◆ PERMINTAAN TERTULIS 1: Tolong ketik ulang bagian makalah Kewarganegaraan dari "Senin, 01 Maret" sampai "memenuhi tugas Kewarganegaraan.".
◆ PERMINTAAN TERTULIS 2: Tuliskan kelanjutan makalah Kewarganegaraan di bawah, mulai sesudah kalimat terakhirnya.

◆ TEKS BACAAN:
************

Senin, 01 Maret 2010

Pasal 28 B ayat 2 Setiap anak berhak atas kelangsungan hidup, tumbuh, dan berkembang serta berhak atas perlindungan dari kekerasan dan diskriminasi.

Nama : Irfan Novi Trihandoko
NPM : 31108034
Kelas : 2 DB 07



KATA PENGANTAR


Puji syukur saya panjatkan kepada Tuhan Yang Maha Esa, karena berkat rahmat-Nya, saya dapat menyelesaikan makalah Kewarganegaraan . Makalah ini saya buat untuk memenuhi tugas Kewarganegaraan.
Saya menyadari bahwa penyusunan makalah ini tidak dapat terselesaikan tanpa izin dan rahmatNya. Saya juga menyadari bahwa dalam pembuatan makalah ini masih banyak kekurangan-kekurangan, baik berupa penulisan maupun dalam penyelesaiannya. Untuk itu saya sangat mengharapkan kritik dan saran para pembaca makalah ini, guna mencapai kesempurnaan pada tugas-tugas yang akan datang. Saya juga berharap agar makalah ini dapat bermanfaat bagi siapa saja yang membacanya.

************

◆ CUPLIKAN DATA:
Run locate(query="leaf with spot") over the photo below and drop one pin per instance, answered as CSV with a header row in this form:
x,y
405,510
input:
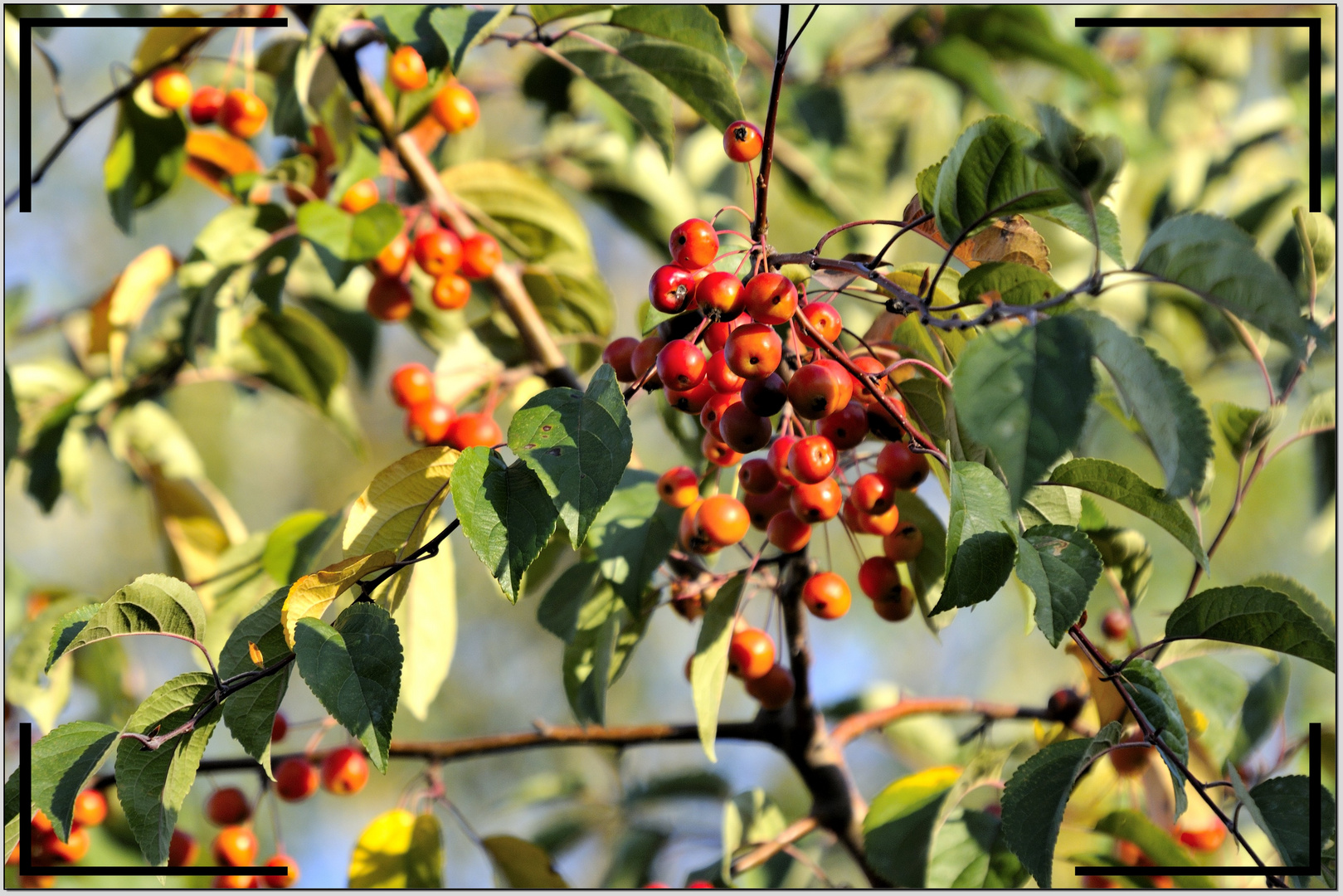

************

◆ JAWABAN YANG DIHARAPKAN 1:
Senin, 01 Maret 2010

Pasal 28 B ayat 2 Setiap anak berhak atas kelangsungan hidup, tumbuh, dan berkembang serta berhak atas perlindungan dari kekerasan dan diskriminasi.

Nama : Irfan Novi Trihandoko
NPM : 31108034
Kelas : 2 DB 07



KATA PENGANTAR


Puji syukur saya panjatkan kepada Tuhan Yang Maha Esa, karena berkat rahmat-Nya, saya dapat menyelesaikan makalah Kewarganegaraan . Makalah ini saya buat untuk memenuhi tugas Kewarganegaraan.

◆ JAWABAN YANG DIHARAPKAN 2:
Jakarta, 28 Februari 2010



Penulis






DAFTAR ISI


Kata Pengantar
Daftar Isi
BAB I PENDAHULUAN
1.1. Latar Belakang

BAB II PEMBAHASAN
2.1 Tindakan Eksploitasi Anak
2.2. Peran Negara, Pemerintah, Masyarakat dan Orang tua
2.3. Pengaruh Anak Melihat Siaran Televisi

BAB III PENUTUP
3.1. Kesimpulan

DAFTAR PUSTAKA



BAB I
PENDAHULUAN


1.1 Latar Belakang
Anak dari sisi kehidupan berbangsa dan bernegara adalah merupakan masa depan bangsa dan generasi penerus cita-cita bangsa, sehingga Negara berkewajiban untuk memenuhi hak setiap anak atas kelangsungan hidup, tumbuh dan berkembang, berpartisipasi, memberikan perlindungan dari tindak kekerasan dan diskriminasi.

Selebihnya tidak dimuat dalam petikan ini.